─── SELECTED EXTRACT

More Regency recipes
I’m still more than a little unwell. I managed to teach today and yesterday and make hypocras for my class yesterday, but the effort has left me rather wiped out. (Don’t you like the way Australians and Brits say ‘rather wiped out’ when we mean completely obliterated?)
I don’t want to give you more of my grandmother’s recipes so soon after the last batch, and I don’t want to leave you with lame apologies two days running, so today I’m going to give you some entirely different recipes.
Over the weekend I’ll start handing out recipes for testing for the next dinner I’m designing (the Prohibition feast, New York 1921) so today I thought you’d like some more of the Regency dishes we didn’t use for the banquet. For as long as I remain less-than-well, I’ll give you more early nineteenth century English recipes. It’s easier for me and means you build up quite a collection for your own cooking.
ALMOND CUSTARD
Blanch and beat four ounces of almonds fine*, with a spoonful of water. Beat a pint of cream with two spoonfuls of rose-water, put them to the yolks of four eggs, and as much sugar as will make it tolerably sweet. Then add the almonds, stir it all over a slow fire till of a proper thickness, without boiling, and pour it into cups.
*almond meal
HEART CAKES
500g butter.

──────

- TASKS TO PERFORM:
(a) Reproduce the Regency recipes post word for word, everything from "ALMOND CUSTARD" down to "it into cups.".
(b) According to the Regency recipes post, what dinner is the writer designing next?
(c) List every ingredient named in the almond custard recipe in the Regency recipes post.
Use only what the Regency recipes post says.

─── DATA BLOCK

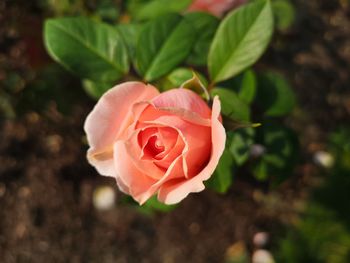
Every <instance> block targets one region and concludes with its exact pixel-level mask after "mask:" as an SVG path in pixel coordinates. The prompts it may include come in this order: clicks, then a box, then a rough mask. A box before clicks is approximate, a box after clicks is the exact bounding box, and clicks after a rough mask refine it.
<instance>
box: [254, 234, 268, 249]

──────

- ANSWERS FOR THE TASKS:
(a)
ALMOND CUSTARD
Blanch and beat four ounces of almonds fine*, with a spoonful of water. Beat a pint of cream with two spoonfuls of rose-water, put them to the yolks of four eggs, and as much sugar as will make it tolerably sweet. Then add the almonds, stir it all over a slow fire till of a proper thickness, without boiling, and pour it into cups.

(b) The Prohibition feast, New York 1921.

(c) Almonds, water, cream, rose-water, egg yolks, sugar